**Problems to work on:**
#1 According to the article on Broadcom and Intel, why do AI server clusters need powerful networking parts in addition to AI chips? Answer in one to three sentences.
#2 In the article on Broadcom and Intel, what share of Broadcom's 2024 semiconductor sales was related to AI?
#3 Continue the article on Broadcom and Intel, starting after its final sentence.

**Study text:**
┄┄┄┄┄┄┄┄┄┄

Tan said that within about two years, companies could spend between $60 billion and $90 billion on XPUs.

“In 2027, we believe each of them plans to deploy 1 million XPU clusters across a single fabric,” Tan said of the three hyperscale customers.

In addition to AI chips, AI server clusters need powerful networking parts to train the most advanced models. Networking chips for AI accounted for 76% of Broadcom’s $4.5 billion of networking sales in the fourth quarter.

Broadcom said that, in total, about 40% of its $30.1 billion in 2024 semiconductor sales were related to AI, and that AI revenue would increase 65% in the first quarter to $3.8 billion.

“The degree of success amongst the hyperscalers in their initiatives here is clearly an area up for debate,” Cantor analyst C.J. Muse, who recommends buying Broadcom shares, wrote in a report on Dec. 18. “But any way you slice it, the focus here will continue to be a meaningful boon for those levered to custom silicon.”

Intel’s very bad year

Intel announces two new board members to strengthen semiconductor experience

Prior to 2024, Intel’s worst year on the market was 1974, when the stock sank 57%.

┄┄┄┄┄┄┄┄┄┄

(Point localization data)
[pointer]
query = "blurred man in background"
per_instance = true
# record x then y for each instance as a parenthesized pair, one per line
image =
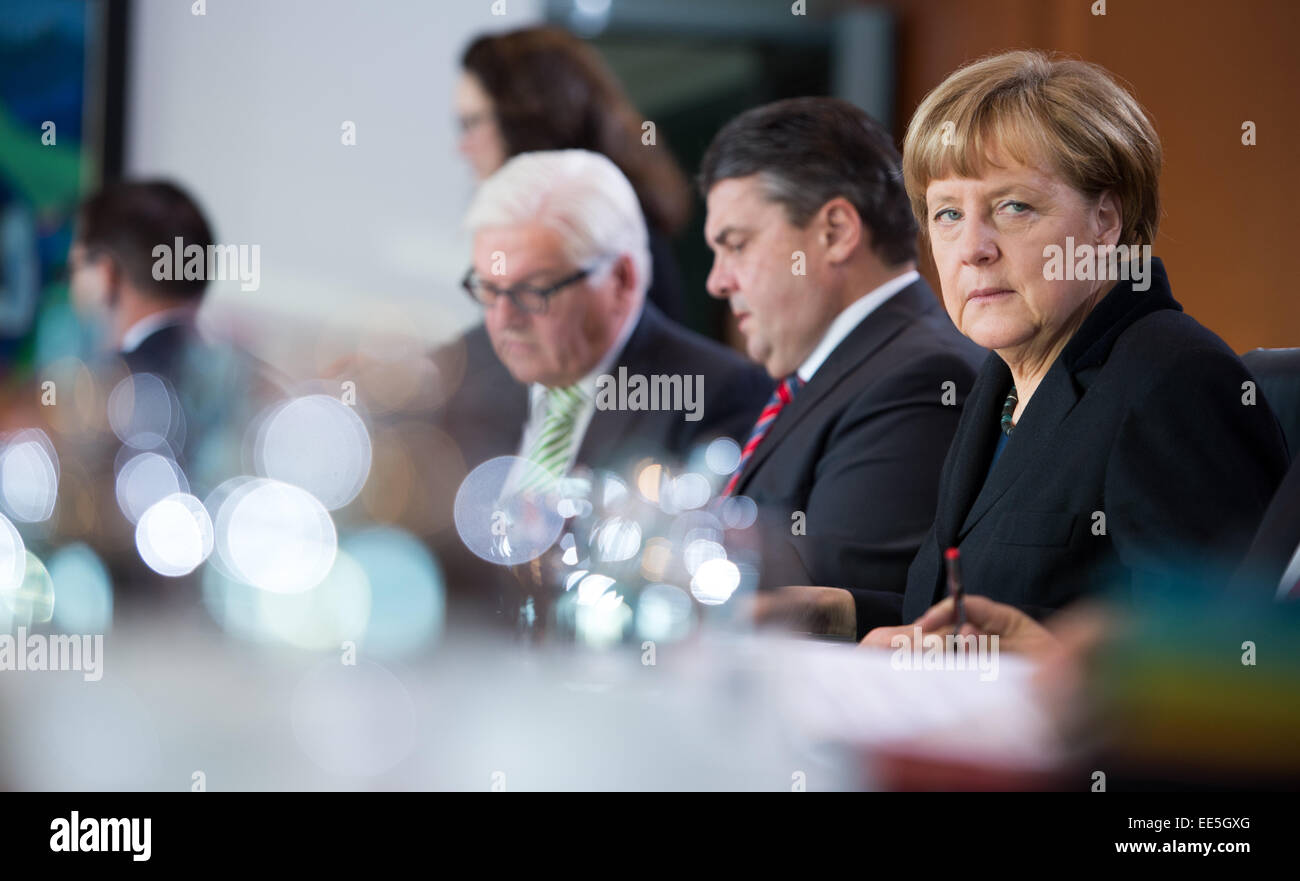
(170, 408)
(560, 267)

┄┄┄┄┄┄┄┄┄┄

**Results of the tasks:**
#1 AI server clusters need powerful networking parts so they can train the most advanced models.

#2 About 40% of its $30.1 billion in 2024 semiconductor sales.

#3
The seeds for the company’s latest stumbles were planted years ago, as Intel missed out on mobile chips to Qualcomm, ARM and Apple.

Rival AMD started taking market share in the critical PC and server CPU markets thanks to its productive manufacturing relationship with Taiwan Semiconductor Manufacturing Company. Intel’s manufacturing process has been a notch behind for years, leading to slower and less power-efficient central processing units, or CPUs.

But Intel’s most costly whiff is in AI — and it’s a big reason Gelsinger was removed.

Nvidia’s GPUs, originally created for video games, have become the critical hardware in the development of power-hungry AI models. Intel’s CPU, formerly the most important and expensive part in a server, has become an afterthought in an AI server. The GPUs Nvidia will ship in 2025 don’t even need an Intel CPU — many of them are paired to an Nvidia-designed ARM-based chip.

As Nvidia has reported revenue growth of at least 94% for the past six quarters, Intel has been forced into downsizing mode. Sales have declined in nine of the past 11 periods. Intel announced in August that it was cutting 15,000 jobs, or about 15% of its workforce.

“We are working to create a leaner, simpler, more agile Intel,” board Chair Frank Yeary said in a Dec. 2 press release announcing Gelsinger’s departure.

A big problem for Intel is that it lacks a comprehensive AI strategy. It’s touted the AI capabilities on its laptop chips to investors, and released an Nvidia competitor called Gaudi 3. But neither the company’s AI PC initiative nor its Gaudi chips have gained much traction in the market. Intel’s Gaudi 3 sales missed the company’s own $500 million target for this year.

Late next year, Intel will release a new AI chip that it codenamed Falcon Shores. It won’t be built on Gaudi 3 architecture, and will instead be a GPU.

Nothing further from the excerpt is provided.